(Stored entries)
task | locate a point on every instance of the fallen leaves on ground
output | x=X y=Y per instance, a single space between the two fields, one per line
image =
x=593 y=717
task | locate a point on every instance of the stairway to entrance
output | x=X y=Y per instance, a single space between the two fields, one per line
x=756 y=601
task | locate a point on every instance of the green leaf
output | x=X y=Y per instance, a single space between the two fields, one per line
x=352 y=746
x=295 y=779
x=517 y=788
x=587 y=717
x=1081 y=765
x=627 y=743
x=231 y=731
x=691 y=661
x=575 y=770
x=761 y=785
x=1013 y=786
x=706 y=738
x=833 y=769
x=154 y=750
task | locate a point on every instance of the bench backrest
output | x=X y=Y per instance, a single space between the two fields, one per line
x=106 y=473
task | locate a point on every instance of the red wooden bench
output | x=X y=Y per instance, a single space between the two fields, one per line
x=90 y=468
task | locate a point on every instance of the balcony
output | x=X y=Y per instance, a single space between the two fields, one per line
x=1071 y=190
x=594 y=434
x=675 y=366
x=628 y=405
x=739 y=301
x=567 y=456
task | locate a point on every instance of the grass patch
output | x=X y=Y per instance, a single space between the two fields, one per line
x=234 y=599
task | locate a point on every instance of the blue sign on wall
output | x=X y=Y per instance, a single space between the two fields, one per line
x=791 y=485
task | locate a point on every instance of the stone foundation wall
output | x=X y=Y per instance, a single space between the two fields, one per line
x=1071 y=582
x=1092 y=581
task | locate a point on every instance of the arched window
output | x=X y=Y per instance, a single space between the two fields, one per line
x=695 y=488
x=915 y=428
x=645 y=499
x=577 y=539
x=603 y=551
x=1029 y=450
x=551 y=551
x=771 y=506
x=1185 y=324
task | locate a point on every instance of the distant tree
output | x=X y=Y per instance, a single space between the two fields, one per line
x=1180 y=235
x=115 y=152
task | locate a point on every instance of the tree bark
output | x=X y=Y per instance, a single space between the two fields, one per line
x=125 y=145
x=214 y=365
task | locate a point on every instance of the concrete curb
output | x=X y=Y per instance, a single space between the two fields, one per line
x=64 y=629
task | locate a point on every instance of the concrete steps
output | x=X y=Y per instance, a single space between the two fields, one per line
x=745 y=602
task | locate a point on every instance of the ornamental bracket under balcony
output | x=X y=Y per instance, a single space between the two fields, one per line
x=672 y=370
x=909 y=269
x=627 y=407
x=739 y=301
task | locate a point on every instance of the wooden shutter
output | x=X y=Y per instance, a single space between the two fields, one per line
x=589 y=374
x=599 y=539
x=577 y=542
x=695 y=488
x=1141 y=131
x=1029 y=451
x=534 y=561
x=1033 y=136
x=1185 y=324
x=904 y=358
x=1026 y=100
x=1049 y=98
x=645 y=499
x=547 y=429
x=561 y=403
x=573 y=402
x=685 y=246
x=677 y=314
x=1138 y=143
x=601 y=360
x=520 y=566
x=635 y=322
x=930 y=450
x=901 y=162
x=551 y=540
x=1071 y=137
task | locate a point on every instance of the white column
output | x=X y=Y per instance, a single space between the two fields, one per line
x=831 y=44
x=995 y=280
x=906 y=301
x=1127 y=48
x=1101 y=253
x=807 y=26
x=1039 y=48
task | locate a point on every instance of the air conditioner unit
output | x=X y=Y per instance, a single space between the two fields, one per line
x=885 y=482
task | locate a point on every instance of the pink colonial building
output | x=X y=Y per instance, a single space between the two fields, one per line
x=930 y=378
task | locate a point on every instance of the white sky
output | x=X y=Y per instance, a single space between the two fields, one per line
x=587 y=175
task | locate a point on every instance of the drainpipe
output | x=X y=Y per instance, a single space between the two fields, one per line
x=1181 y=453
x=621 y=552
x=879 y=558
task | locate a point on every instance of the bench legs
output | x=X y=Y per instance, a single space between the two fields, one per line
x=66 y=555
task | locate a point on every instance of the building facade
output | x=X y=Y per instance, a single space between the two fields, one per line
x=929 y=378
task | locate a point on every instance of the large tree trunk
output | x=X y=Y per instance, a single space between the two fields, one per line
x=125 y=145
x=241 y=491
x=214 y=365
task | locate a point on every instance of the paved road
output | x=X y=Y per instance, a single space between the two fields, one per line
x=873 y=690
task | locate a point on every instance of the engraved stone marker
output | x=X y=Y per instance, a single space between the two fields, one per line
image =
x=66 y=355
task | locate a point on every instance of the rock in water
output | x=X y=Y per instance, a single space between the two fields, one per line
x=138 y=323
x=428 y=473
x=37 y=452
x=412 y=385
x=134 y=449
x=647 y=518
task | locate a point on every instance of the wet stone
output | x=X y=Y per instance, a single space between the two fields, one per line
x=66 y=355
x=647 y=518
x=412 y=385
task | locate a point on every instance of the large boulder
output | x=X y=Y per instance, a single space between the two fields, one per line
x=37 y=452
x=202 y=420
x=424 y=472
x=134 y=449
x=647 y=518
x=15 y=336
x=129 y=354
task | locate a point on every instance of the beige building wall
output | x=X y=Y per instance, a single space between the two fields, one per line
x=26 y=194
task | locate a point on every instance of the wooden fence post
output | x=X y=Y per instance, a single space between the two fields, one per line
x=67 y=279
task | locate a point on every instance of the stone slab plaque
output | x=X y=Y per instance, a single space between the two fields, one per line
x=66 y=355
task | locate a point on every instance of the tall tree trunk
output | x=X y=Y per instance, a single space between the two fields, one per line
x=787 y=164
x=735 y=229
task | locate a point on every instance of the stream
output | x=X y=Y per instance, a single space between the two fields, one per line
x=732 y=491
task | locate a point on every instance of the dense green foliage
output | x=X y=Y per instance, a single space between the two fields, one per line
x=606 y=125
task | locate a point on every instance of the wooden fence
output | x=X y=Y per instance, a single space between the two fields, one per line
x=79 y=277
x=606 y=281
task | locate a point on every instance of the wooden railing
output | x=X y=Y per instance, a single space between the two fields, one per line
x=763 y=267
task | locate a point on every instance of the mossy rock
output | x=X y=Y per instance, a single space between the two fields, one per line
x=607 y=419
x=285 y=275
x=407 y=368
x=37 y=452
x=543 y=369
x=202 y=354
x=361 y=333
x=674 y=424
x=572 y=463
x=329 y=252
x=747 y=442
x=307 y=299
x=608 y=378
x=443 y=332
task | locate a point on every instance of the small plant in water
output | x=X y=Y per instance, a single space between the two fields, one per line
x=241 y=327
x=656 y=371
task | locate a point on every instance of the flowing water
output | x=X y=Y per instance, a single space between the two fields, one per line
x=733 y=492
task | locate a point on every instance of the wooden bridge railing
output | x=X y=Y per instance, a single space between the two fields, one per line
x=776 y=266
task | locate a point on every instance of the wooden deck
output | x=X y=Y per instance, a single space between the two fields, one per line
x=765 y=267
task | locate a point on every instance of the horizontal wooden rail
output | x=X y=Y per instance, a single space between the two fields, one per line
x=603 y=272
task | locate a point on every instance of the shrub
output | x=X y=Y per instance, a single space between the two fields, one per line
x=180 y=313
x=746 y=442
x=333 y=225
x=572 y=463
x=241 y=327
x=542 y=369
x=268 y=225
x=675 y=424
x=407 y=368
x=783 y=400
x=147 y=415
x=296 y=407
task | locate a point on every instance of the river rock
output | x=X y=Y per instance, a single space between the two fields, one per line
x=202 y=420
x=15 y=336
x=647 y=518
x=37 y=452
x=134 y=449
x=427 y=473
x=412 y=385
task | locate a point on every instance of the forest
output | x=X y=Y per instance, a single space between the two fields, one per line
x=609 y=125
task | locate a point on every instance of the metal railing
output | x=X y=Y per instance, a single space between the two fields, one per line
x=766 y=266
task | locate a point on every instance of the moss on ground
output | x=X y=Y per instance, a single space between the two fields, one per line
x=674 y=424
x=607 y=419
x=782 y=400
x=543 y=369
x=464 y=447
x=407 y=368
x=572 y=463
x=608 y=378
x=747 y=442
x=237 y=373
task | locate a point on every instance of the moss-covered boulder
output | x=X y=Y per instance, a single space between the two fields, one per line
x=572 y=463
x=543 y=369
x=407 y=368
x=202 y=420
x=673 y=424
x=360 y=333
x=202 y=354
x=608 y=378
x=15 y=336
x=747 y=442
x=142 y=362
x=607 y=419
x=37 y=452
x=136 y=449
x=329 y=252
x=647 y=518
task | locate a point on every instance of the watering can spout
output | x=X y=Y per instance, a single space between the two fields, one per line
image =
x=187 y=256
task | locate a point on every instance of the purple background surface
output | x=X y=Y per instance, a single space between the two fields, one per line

### WORK TO BE COMPLETED
Write out again every line from the first one through the line with "x=756 y=601", requests included, scaling each x and y coordinate in the answers by 2.05 and rounding to whole numbers with halves going up. Leave all later lines out.

### TASK SOLUTION
task | locate a point on every instance of the fallen leaves on ground
output | x=X y=Y per instance, a single space between the two fields, one per line
image =
x=1216 y=1470
task | locate a point on every instance of the stairway to entrance
output | x=X y=Y per instance, a single space between the two fields, one per line
x=1550 y=1232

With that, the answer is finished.